About this task ::
List every body that the candidate profile below says Mr. Beamer is currently a member of.

The sole incumbent now that Bob Hall is not running, Mr. Beamer was a newcomer in 2010 yet came in first place with 3,201 votes, over 32% of total votes cast. A former owner of a Petro Canada franchise in Peterborough, he is now the regional representative for Nestle Canada.
He is pro-parkway, and keen to find a replacement for Northcrest Arena. During his term he has chaired three committees: Social Services; Youth Commission; and Joint Services. He is a member of the Peterborough County City Health Unit, the Peterborough Housing Corporation, the City Trent Liaison Committee, the Audit Committee, and the Arenas, Parks and Recreation Advisory Committee. Mr. Beamer is also a former member of the Peterborough Public Library Board, the Arts, Culture & Heritage Advisory Committee, the United Way Hockey Challenge Committee, and the Peterborough Chamber of Commerce Club Laurus Committee.
That’s a lot of committees, which some might think adds up to respectable stuff n’ things, but were not sure how much Mr. Beamer has to show for his efforts. His job creation strategy is primarily focussed on keeping taxes low. He tips his hat to the need for investment in industrial lands, and expanding the airport. His vibe is unconventional, perhaps, in that his stated concern for maintaining “vibrant, safe, and healthy neighbourhoods” is mostly about “the need for strong visible police presence”. Combined score: 6.5.

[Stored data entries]
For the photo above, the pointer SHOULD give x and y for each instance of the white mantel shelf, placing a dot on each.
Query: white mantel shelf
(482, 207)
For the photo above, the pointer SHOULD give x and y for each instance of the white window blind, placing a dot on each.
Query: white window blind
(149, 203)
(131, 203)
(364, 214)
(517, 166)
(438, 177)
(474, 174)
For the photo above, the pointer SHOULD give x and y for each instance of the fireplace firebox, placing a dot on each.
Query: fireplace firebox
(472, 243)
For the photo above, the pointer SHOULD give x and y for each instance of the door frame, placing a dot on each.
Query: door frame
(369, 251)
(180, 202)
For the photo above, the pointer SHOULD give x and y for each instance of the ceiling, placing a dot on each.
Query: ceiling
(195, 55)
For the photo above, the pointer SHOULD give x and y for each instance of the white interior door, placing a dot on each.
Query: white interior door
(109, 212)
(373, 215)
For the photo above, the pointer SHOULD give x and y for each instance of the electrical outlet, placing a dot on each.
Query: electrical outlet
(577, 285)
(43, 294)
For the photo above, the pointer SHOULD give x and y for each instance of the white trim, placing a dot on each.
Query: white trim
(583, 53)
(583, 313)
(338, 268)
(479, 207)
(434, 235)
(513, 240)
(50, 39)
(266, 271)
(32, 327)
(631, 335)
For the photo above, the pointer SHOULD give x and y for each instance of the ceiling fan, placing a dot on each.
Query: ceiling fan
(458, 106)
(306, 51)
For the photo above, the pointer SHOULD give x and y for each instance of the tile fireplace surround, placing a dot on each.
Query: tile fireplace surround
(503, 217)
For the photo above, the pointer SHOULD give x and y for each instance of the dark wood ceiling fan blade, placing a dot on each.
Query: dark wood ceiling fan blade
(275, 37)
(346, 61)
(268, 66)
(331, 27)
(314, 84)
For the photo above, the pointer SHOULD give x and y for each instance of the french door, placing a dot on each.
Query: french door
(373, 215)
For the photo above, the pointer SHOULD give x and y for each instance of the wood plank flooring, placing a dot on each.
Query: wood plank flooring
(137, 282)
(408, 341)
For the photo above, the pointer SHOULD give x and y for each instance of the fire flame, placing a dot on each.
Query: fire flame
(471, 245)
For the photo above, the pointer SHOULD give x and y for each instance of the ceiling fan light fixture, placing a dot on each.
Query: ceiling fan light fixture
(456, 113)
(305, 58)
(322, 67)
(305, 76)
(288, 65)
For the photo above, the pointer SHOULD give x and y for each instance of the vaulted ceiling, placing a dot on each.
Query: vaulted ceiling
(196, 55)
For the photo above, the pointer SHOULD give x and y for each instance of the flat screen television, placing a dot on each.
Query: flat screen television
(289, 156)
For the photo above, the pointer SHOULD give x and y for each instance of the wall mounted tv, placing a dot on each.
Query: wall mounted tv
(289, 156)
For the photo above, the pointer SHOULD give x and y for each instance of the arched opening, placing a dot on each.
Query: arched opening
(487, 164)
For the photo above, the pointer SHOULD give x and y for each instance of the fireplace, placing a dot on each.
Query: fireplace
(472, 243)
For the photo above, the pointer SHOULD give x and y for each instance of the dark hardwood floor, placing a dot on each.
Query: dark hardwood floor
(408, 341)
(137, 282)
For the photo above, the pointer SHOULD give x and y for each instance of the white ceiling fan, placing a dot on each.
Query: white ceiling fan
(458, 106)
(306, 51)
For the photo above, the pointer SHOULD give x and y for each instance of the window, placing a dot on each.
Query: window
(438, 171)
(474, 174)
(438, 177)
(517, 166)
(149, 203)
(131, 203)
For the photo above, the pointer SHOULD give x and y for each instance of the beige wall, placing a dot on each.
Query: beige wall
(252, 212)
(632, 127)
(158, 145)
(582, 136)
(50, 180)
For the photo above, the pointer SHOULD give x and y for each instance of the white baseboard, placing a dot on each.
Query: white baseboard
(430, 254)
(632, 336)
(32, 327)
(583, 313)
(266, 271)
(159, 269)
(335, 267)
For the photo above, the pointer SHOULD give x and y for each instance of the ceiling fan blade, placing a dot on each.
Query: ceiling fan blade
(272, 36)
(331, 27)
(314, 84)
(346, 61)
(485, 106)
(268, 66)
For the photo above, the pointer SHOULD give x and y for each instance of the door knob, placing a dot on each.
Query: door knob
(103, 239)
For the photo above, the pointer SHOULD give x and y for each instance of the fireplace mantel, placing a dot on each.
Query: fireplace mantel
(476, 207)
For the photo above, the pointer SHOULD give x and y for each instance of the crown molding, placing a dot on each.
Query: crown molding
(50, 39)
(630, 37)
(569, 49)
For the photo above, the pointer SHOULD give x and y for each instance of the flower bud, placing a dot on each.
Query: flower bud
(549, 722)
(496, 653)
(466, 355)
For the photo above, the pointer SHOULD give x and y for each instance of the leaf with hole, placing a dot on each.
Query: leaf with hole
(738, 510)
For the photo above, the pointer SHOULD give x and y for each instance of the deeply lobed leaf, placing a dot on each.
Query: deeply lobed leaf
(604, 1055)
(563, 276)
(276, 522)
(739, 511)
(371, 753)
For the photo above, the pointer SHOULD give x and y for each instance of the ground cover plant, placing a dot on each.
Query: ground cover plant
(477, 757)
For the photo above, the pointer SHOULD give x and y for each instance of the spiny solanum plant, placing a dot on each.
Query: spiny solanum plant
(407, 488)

Exercise solution ::
- Peterborough County City Health Unit
- Peterborough Housing Corporation
- City Trent Liaison Committee
- Audit Committee
- Arenas, Parks and Recreation Advisory Committee